[start of Exercise inputs]
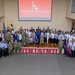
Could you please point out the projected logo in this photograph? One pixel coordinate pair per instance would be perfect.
(35, 9)
(34, 6)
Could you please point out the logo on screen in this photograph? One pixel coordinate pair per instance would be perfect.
(34, 6)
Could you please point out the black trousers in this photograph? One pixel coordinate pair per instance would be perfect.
(0, 52)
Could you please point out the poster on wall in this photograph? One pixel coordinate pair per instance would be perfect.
(35, 10)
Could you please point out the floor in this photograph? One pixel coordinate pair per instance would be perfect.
(37, 65)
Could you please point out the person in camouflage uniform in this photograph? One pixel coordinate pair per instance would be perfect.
(15, 47)
(19, 47)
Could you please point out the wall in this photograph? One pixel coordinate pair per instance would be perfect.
(1, 8)
(59, 20)
(69, 14)
(1, 13)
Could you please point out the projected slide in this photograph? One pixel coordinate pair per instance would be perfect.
(33, 10)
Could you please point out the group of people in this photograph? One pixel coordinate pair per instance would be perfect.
(11, 41)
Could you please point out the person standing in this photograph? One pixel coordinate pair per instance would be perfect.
(0, 49)
(60, 44)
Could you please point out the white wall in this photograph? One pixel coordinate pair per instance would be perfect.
(59, 20)
(1, 8)
(69, 14)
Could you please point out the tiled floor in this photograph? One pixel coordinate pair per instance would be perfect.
(37, 65)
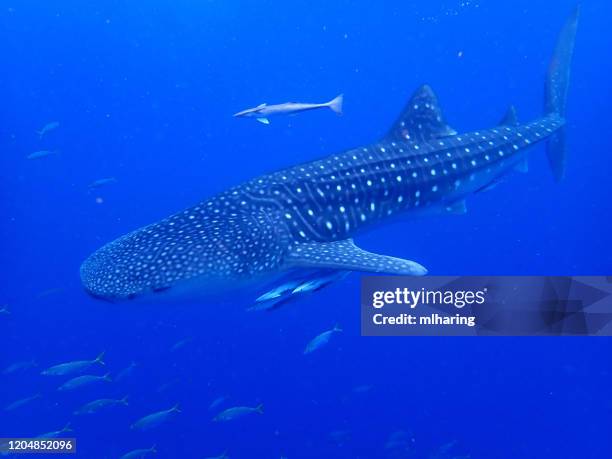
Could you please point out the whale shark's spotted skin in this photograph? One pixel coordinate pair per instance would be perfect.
(299, 222)
(262, 226)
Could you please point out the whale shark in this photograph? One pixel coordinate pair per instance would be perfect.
(290, 232)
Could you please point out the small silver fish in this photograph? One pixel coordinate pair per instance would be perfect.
(100, 404)
(55, 434)
(139, 453)
(77, 366)
(21, 402)
(102, 182)
(19, 366)
(321, 340)
(237, 412)
(48, 128)
(84, 380)
(126, 372)
(153, 420)
(41, 154)
(262, 112)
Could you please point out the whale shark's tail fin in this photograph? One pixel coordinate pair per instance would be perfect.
(557, 83)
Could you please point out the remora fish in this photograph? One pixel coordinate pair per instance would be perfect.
(22, 402)
(19, 366)
(41, 154)
(139, 453)
(85, 380)
(237, 412)
(298, 223)
(70, 368)
(262, 112)
(153, 420)
(100, 404)
(57, 433)
(48, 128)
(321, 340)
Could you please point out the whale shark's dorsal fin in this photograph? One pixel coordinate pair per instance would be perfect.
(422, 119)
(346, 256)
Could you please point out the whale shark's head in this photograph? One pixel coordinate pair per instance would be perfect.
(210, 247)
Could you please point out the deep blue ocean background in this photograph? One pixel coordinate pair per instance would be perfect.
(144, 92)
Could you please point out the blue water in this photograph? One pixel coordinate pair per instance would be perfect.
(144, 92)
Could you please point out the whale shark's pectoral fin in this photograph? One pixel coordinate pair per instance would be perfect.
(346, 256)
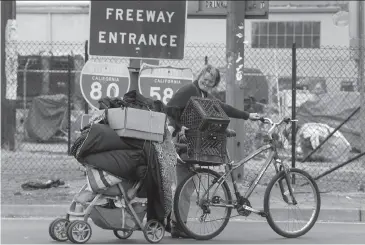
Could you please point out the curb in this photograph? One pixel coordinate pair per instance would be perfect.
(47, 211)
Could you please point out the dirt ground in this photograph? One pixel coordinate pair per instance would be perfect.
(15, 172)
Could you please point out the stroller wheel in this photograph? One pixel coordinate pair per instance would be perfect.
(79, 231)
(58, 229)
(122, 234)
(154, 231)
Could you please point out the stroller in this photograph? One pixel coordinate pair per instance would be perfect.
(109, 202)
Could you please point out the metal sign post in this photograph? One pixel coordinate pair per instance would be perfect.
(235, 68)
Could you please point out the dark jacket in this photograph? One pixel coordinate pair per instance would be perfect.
(176, 105)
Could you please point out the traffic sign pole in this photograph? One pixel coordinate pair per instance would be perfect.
(237, 12)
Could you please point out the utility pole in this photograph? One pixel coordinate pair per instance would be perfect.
(361, 65)
(235, 34)
(8, 12)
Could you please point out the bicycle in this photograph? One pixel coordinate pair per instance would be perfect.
(284, 179)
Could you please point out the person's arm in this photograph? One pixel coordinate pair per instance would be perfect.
(234, 113)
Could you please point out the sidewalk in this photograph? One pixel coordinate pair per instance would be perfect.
(339, 207)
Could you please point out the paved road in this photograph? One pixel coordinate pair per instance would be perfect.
(35, 231)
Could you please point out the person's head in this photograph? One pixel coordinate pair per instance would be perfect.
(208, 78)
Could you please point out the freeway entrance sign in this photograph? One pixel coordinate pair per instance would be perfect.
(99, 80)
(138, 29)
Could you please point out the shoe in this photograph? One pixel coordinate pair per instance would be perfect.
(168, 227)
(176, 232)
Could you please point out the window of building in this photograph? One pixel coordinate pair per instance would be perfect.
(267, 34)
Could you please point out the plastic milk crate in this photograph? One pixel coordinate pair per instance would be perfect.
(204, 115)
(206, 122)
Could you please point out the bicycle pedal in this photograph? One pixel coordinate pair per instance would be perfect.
(262, 214)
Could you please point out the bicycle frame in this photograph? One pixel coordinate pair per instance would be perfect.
(231, 166)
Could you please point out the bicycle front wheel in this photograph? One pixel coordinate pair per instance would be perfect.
(200, 213)
(307, 196)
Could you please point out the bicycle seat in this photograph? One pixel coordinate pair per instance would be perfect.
(181, 148)
(230, 133)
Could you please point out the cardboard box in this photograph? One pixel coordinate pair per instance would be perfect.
(136, 123)
(87, 118)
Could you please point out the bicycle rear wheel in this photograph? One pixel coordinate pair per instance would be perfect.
(304, 187)
(193, 204)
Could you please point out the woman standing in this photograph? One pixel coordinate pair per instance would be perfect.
(208, 78)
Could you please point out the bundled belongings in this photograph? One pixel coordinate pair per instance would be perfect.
(207, 136)
(121, 148)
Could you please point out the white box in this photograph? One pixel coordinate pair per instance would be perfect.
(137, 123)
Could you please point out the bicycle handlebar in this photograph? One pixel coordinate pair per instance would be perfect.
(267, 120)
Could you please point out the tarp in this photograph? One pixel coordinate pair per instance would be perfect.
(47, 117)
(332, 109)
(336, 148)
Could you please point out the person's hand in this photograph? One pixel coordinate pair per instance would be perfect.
(171, 129)
(254, 116)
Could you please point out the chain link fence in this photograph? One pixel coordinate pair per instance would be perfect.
(45, 104)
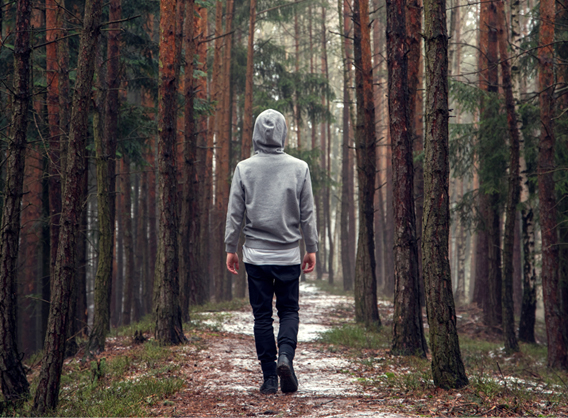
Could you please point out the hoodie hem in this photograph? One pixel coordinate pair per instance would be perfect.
(266, 245)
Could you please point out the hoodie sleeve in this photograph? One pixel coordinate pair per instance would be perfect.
(235, 213)
(308, 216)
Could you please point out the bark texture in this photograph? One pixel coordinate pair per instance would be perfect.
(47, 392)
(408, 333)
(13, 380)
(166, 282)
(106, 186)
(365, 272)
(105, 245)
(346, 266)
(513, 194)
(447, 367)
(528, 307)
(188, 225)
(247, 114)
(557, 354)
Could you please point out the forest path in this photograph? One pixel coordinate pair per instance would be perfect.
(224, 378)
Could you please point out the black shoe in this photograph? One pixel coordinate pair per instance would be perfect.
(270, 385)
(288, 380)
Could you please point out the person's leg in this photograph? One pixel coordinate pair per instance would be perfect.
(261, 291)
(287, 290)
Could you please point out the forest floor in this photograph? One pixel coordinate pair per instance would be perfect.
(343, 370)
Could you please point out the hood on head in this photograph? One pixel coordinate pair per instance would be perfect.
(269, 132)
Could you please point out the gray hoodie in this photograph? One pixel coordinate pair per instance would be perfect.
(272, 191)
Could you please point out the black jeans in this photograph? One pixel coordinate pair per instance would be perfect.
(265, 282)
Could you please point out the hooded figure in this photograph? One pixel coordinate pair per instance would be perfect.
(271, 194)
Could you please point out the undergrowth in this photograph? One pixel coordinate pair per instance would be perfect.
(499, 384)
(122, 385)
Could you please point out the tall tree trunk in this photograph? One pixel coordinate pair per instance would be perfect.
[end of Exercise inputs]
Aim
Arrange every line of the material above as a Markdown table with the columns "Row" and "Line", numbering the rows and skipping blank lines. Omit the pictures from the table.

Result
| Row | Line |
|---|---|
| 1 | Could you please point out the projected logo in this photograph? One pixel coordinate pair per instance would be perfect. |
| 2 | (35, 9) |
| 3 | (34, 6) |
| 4 | Could you please point out the logo on screen in this photograph? One pixel coordinate pair per instance would be perfect. |
| 5 | (34, 6) |
| 6 | Could you please point out the black trousers in this photograph? One pixel coordinate pair per instance would be perfect. |
| 7 | (0, 52) |
| 8 | Could you please point out the poster on wall in this photograph? One pixel coordinate pair per instance would be perfect. |
| 9 | (35, 10) |
| 10 | Could you please point out the floor in this photograph? One pixel coordinate pair per instance would be perfect. |
| 11 | (37, 65) |
| 12 | Could you please point out the person in camouflage uniform in this photograph? One pixel coordinate pair per instance would be perfect. |
| 13 | (15, 47) |
| 14 | (19, 47) |
| 15 | Could you please point out the wall in this photograph? One pixel coordinate pair per instance would be perfect. |
| 16 | (1, 8) |
| 17 | (59, 20) |
| 18 | (69, 14) |
| 19 | (1, 13) |
| 20 | Could you please point out the projected slide in this photograph? One pixel coordinate pair per instance would be perfect. |
| 21 | (33, 10) |
| 22 | Could you please point out the group of people in this photograph? One pixel coordinate pair per instance would be perfect. |
| 23 | (11, 41) |
| 24 | Could you please point out the person standing in this photograph? One pixel coordinate pair per instance would be perfect. |
| 25 | (0, 49) |
| 26 | (60, 44) |
| 27 | Could you please point out the white wall in this photograph? One pixel coordinate pair per instance would be perfect. |
| 28 | (59, 20) |
| 29 | (1, 8) |
| 30 | (69, 14) |
| 31 | Could you please point out the tiled floor in this photograph? One pixel coordinate pair per instance would be perfect. |
| 32 | (37, 65) |
| 33 | Could you please point out the whale shark's spotted skin in this photograph? One pixel coordinate pair per instance would be perfect. |
| 34 | (299, 222) |
| 35 | (262, 226) |
| 36 | Could you please point out the whale shark in this photograph? One pixel coordinate pair per instance would be perfect. |
| 37 | (290, 232) |
| 38 | Could you please point out the small silver fish in this photograph? One pixel coordinate pair per instance would be perfect. |
| 39 | (100, 404) |
| 40 | (55, 434) |
| 41 | (139, 453) |
| 42 | (77, 366) |
| 43 | (21, 402) |
| 44 | (102, 182) |
| 45 | (19, 366) |
| 46 | (321, 340) |
| 47 | (237, 412) |
| 48 | (48, 128) |
| 49 | (84, 380) |
| 50 | (126, 372) |
| 51 | (153, 420) |
| 52 | (41, 154) |
| 53 | (262, 112) |
| 54 | Could you please point out the whale shark's tail fin in this photograph? One pixel coordinate pair per instance would be perfect. |
| 55 | (557, 83) |
| 56 | Could you please point out the remora fish in this photograph? One pixel coordinate pair per instance would be perfect. |
| 57 | (22, 402) |
| 58 | (19, 366) |
| 59 | (41, 154) |
| 60 | (139, 453) |
| 61 | (85, 380) |
| 62 | (237, 412) |
| 63 | (298, 223) |
| 64 | (70, 368) |
| 65 | (262, 112) |
| 66 | (153, 420) |
| 67 | (100, 404) |
| 68 | (57, 433) |
| 69 | (48, 128) |
| 70 | (321, 340) |
| 71 | Could you please point out the whale shark's dorsal fin in this photograph? One pixel coordinate pair per instance would be perfect. |
| 72 | (422, 119) |
| 73 | (346, 256) |
| 74 | Could you please point out the whale shark's head in this photograph? One pixel coordinate pair per instance would be perfect. |
| 75 | (210, 247) |
| 76 | Could you please point out the deep blue ocean background in this photograph? One pixel coordinate pair per instance would be perfect. |
| 77 | (144, 92) |
| 78 | Could you please point out the blue water in this photograph? One pixel coordinate pair per instance would be perfect. |
| 79 | (144, 92) |
| 80 | Could you please point out the whale shark's pectoral fin in this photograph? One pixel coordinate pair per instance would be perfect. |
| 81 | (346, 256) |
| 82 | Could you please point out the curb in this photograph? One pixel coordinate pair per instance would be perfect. |
| 83 | (47, 211) |
| 84 | Could you please point out the dirt ground in this photograph? One pixel coordinate pair per instance would be perfect. |
| 85 | (15, 172) |
| 86 | Could you please point out the stroller wheel in this photograph? One pixel coordinate pair per instance would be perfect. |
| 87 | (79, 231) |
| 88 | (58, 229) |
| 89 | (122, 234) |
| 90 | (154, 231) |
| 91 | Could you please point out the stroller in this photograph? One pixel coordinate pair per instance would be perfect. |
| 92 | (109, 202) |
| 93 | Could you please point out the metal sign post in this photograph? One pixel coordinate pair per instance would be perfect. |
| 94 | (235, 68) |
| 95 | Could you please point out the dark jacket in this photograph? One pixel coordinate pair per instance would be perfect. |
| 96 | (176, 105) |
| 97 | Could you please point out the traffic sign pole in this photograph? One pixel coordinate pair per instance would be perfect. |
| 98 | (237, 12) |
| 99 | Could you please point out the utility pole in this photograph? One pixel coordinate pair per instance would be perfect. |
| 100 | (361, 65) |
| 101 | (235, 34) |
| 102 | (8, 12) |
| 103 | Could you please point out the bicycle in this photograph? One pixel coordinate pair per instance would be perfect. |
| 104 | (284, 179) |
| 105 | Could you please point out the person's arm in this photograph? One pixel coordinate pair per instance would be perfect. |
| 106 | (234, 113) |
| 107 | Could you please point out the sidewalk in this photograph? One pixel coordinate pair per instance would be perfect. |
| 108 | (339, 207) |
| 109 | Could you please point out the paved road in this photograph? One pixel coordinate pair per instance would be perfect. |
| 110 | (35, 231) |
| 111 | Could you please point out the person's head in this photograph? One pixel coordinate pair per instance would be perfect. |
| 112 | (208, 78) |
| 113 | Could you please point out the freeway entrance sign in this photograph? One pixel coordinate pair per instance would be perfect. |
| 114 | (99, 80) |
| 115 | (138, 29) |
| 116 | Could you please point out the shoe in this photograph? One pixel coordinate pair per instance would be perfect. |
| 117 | (168, 227) |
| 118 | (176, 232) |
| 119 | Could you please point out the window of building in this photograph? One pixel coordinate pair per instance would be perfect. |
| 120 | (267, 34) |
| 121 | Could you please point out the plastic milk crate in this photograph? One pixel coordinate pair per instance would be perfect. |
| 122 | (204, 115) |
| 123 | (206, 122) |
| 124 | Could you please point out the bicycle pedal in this photograph? One pixel coordinate pair per instance would be perfect. |
| 125 | (262, 214) |
| 126 | Could you please point out the bicycle frame in this photograph? One pixel coordinate pair per instance would be perfect. |
| 127 | (231, 166) |
| 128 | Could you please point out the bicycle front wheel in this photograph? One pixel coordinate pair per instance would be perfect. |
| 129 | (200, 213) |
| 130 | (307, 196) |
| 131 | Could you please point out the bicycle seat in this photograph? One pixel coordinate pair per instance would be perfect. |
| 132 | (181, 148) |
| 133 | (230, 133) |
| 134 | Could you please point out the cardboard box in this photograph? One pixel coordinate pair per instance would be perfect. |
| 135 | (136, 123) |
| 136 | (87, 118) |
| 137 | Could you please point out the bicycle rear wheel in this photograph? One pixel coordinate pair per instance would be perfect. |
| 138 | (304, 187) |
| 139 | (193, 204) |
| 140 | Could you please point out the woman standing in this photograph? One pixel coordinate pair per instance would be perfect. |
| 141 | (208, 78) |
| 142 | Could you please point out the bundled belongings in this photograph? One pixel coordinate pair per instance would be perfect. |
| 143 | (207, 136) |
| 144 | (121, 148) |
| 145 | Could you please point out the white box in this photograph? One pixel coordinate pair per instance would be perfect. |
| 146 | (137, 123) |
| 147 | Could you please point out the bicycle handlebar in this photograph? One pixel coordinate pair per instance would be perfect. |
| 148 | (267, 120) |
| 149 | Could you please point out the tarp in this photograph? One pixel coordinate pair per instance would be perfect. |
| 150 | (47, 117) |
| 151 | (332, 109) |
| 152 | (336, 148) |
| 153 | Could you please point out the person's hand in this photograph? One pixel coordinate pair per instance would be perfect. |
| 154 | (171, 129) |
| 155 | (254, 116) |
| 156 | Could you please point out the chain link fence in this photograph? One pixel coordinate pair per instance would be perfect. |
| 157 | (45, 104) |
| 158 | Could you please point out the hoodie hem in this photograph? One pixel coordinate pair per instance would be perfect. |
| 159 | (266, 245) |
| 160 | Could you please point out the hoodie sleeve in this photograph? One pixel coordinate pair per instance would be perfect. |
| 161 | (235, 213) |
| 162 | (308, 216) |
| 163 | Could you please point out the bark texture in this photograph? One pixel coordinate pair per instance would be perfect. |
| 164 | (47, 392) |
| 165 | (408, 333) |
| 166 | (13, 380) |
| 167 | (166, 282) |
| 168 | (106, 186) |
| 169 | (365, 272) |
| 170 | (105, 245) |
| 171 | (346, 266) |
| 172 | (513, 194) |
| 173 | (447, 367) |
| 174 | (528, 307) |
| 175 | (188, 225) |
| 176 | (247, 114) |
| 177 | (557, 354) |
| 178 | Could you please point out the forest path in this photograph? One pixel coordinate pair per instance would be perfect. |
| 179 | (224, 378) |
| 180 | Could you please point out the black shoe in this photograph? One pixel coordinate pair per instance would be perfect. |
| 181 | (270, 385) |
| 182 | (288, 380) |
| 183 | Could you please point out the person's leg in this photograph? One pixel coordinate pair per instance would be perfect. |
| 184 | (261, 291) |
| 185 | (287, 290) |
| 186 | Could you please point out the forest floor in this photograph? One pixel coordinate pair per instance would be perfect. |
| 187 | (343, 370) |
| 188 | Could you please point out the hood on head in this photograph? One pixel coordinate pair per instance would be perfect. |
| 189 | (269, 132) |
| 190 | Could you please point out the gray hoodie in this photograph? One pixel coordinate pair per instance would be perfect. |
| 191 | (272, 191) |
| 192 | Could you please point out the black jeans in this photograph? One pixel coordinate pair per instance would be perfect. |
| 193 | (265, 282) |
| 194 | Could you please point out the hooded figure in this photograph? One pixel coordinate pair per instance would be perfect. |
| 195 | (271, 194) |
| 196 | Could you please point out the undergrowth in this photograph? One pixel coordinate pair per instance would be perfect. |
| 197 | (499, 384) |
| 198 | (122, 385) |
| 199 | Could you please point out the tall tree trunk in this photograph? One pixel coordinate pair per instance would be perfect. |